---- Source text

Pakistan Denies Haqqani Insurgents Use Its Territory as Base

September 1, 2015, Islamabad, Pakistan Pakistan on Monday denied that a key Afghan insurgent group was using it as a base, responding to statements by the U.S. national security adviser about the group’s links to Pakistan during a weekend visit to Islamabad.

Washington and Kabul believe the group, called the Haqqani network, is based in Pakistan and is behind a series of bombings in the Afghan capital in August. U.S. security officials also believe the group is responsible for many of the most deadly and complex attacks in Afghanistan over the past decade.

On Sunday, on a trip to Islamabad, Susan Rice the U.S. national security adviser, told Pakistani civilian and military leaders that the operations of the Haqqani network in Pakistan were “absolutely unacceptable,” according to a senior U.S. official.

The U.S. has warned Pakistan that it stands to lose $300 million in U.S. military assistance unless it takes action to disrupt the activities of the Haqqani network, which works closely with the Afghan Taliban.

Sartaj Aziz, Pakistan’s foreign-policy chief and national security adviser, said Monday that 80% or 90% of the Haqqani network’s “capacity” is in Afghanistan.

Pakistan launched an operation in June last year to tackle security threats in North Waziristan, a part of Pakistan’s tribal areas that had served as a sanctuary for the Haqqani network and other militant groups, including al Qaeda and the Pakistani Taliban.

--------

Problem 1:
In the article on Pakistan and the Haqqani network, how much U.S. military assistance did the U.S. warn Pakistan it could lose?
Problem 2:
Reproduce word for word the part of the Haqqani network article that opens with the words containing "Pakistan Denies Haqqani" and closes with "senior U.S. official.".
Problem 3:
Write the next part of the article on Pakistan and the Haqqani network, picking up after its final sentence.
The lines after this come from a separate source.

---- Given information

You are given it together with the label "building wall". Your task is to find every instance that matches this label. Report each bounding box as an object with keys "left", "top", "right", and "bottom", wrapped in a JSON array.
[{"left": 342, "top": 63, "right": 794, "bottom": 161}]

--------

Reply 1:
$300 million

Reply 2:
Pakistan Denies Haqqani Insurgents Use Its Territory as Base

September 1, 2015, Islamabad, Pakistan Pakistan on Monday denied that a key Afghan insurgent group was using it as a base, responding to statements by the U.S. national security adviser about the group’s links to Pakistan during a weekend visit to Islamabad.

Washington and Kabul believe the group, called the Haqqani network, is based in Pakistan and is behind a series of bombings in the Afghan capital in August. U.S. security officials also believe the group is responsible for many of the most deadly and complex attacks in Afghanistan over the past decade.

On Sunday, on a trip to Islamabad, Susan Rice the U.S. national security adviser, told Pakistani civilian and military leaders that the operations of the Haqqani network in Pakistan were “absolutely unacceptable,” according to a senior U.S. official.

Reply 3:
“The infrastructure of the Haqqani network in North Waziristan, including [improvised explosive device] factories and a number of other capacities, including communications, has been disrupted. So what is left there may be very limited compared with the capacity they still have in Afghanistan,” Mr. Aziz said.

Pakistan will continue to battle remnants of the Haqqani network in Pakistan along with other militant groups, he said.

U.S. and Afghan officials believe the Haqqani network is supported by the Pakistani military, which uses it as its proxy in Afghanistan. Security officials suspect the leadership of the group and its foot soldiers have simply relocated from North Waziristan to other parts of Pakistan.

Pakistan denies these claims.

Washington has yet to decide whether to punish Pakistan financially for its alleged inaction over the Haqqani network. The issue looks likely to hang over the visit in October of Pakistani Prime Minister Nawaz Sharif to the White House.